(Material for this task)

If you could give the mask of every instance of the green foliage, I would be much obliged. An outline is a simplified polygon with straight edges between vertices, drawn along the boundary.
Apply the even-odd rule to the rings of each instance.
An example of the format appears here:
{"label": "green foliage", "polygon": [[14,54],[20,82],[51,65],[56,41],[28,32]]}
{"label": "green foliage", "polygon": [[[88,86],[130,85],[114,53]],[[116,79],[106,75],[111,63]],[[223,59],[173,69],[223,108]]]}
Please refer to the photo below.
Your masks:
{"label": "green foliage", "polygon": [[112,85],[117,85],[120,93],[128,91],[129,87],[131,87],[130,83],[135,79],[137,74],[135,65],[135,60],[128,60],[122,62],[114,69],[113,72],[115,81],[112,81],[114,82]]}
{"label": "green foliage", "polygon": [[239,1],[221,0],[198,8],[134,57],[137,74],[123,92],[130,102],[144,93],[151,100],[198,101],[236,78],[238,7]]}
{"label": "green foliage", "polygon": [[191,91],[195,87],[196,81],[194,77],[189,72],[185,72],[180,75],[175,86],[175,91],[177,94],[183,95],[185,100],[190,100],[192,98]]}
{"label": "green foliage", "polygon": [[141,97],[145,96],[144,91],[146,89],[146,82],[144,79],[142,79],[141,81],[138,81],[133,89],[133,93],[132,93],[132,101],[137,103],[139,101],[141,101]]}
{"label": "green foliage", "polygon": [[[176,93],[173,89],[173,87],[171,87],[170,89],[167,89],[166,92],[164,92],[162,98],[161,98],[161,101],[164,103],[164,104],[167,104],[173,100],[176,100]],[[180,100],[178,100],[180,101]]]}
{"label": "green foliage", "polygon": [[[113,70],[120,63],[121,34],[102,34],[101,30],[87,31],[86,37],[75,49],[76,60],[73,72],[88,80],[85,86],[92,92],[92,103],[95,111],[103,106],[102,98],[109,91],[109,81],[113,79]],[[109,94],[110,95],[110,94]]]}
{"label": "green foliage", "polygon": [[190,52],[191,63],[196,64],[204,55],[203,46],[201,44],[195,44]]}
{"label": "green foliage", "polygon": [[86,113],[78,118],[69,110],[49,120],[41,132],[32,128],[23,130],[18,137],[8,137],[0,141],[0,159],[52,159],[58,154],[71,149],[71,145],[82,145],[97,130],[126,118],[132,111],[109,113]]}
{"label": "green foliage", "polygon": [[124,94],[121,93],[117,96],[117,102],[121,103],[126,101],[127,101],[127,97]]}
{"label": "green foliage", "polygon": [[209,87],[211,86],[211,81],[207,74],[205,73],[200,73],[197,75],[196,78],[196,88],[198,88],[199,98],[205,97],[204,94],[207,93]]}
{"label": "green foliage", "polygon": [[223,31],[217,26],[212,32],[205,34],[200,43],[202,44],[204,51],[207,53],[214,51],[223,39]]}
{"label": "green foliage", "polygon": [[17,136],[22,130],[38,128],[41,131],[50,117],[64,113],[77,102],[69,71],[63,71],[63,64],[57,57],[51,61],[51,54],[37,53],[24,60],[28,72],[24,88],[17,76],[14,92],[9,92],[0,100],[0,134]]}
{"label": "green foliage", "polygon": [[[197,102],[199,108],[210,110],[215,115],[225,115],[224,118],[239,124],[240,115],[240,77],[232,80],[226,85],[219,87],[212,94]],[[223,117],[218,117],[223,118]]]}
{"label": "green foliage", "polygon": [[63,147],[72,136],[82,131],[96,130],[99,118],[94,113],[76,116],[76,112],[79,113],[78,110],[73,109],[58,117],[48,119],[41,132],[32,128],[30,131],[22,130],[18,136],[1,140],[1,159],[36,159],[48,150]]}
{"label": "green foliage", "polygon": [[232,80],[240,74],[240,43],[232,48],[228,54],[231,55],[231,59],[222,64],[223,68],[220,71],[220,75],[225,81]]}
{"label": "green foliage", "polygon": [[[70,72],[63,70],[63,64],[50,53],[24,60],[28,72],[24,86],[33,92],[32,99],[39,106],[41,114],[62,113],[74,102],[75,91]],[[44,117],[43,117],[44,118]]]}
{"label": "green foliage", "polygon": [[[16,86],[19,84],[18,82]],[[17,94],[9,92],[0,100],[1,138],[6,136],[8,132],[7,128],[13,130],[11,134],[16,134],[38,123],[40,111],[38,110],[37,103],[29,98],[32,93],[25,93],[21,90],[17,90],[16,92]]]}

(End Material for this task)

• **Exercise brief**:
Only a number is expected here: how many lines of the records above contain "instance".

• **Exercise answer**:
2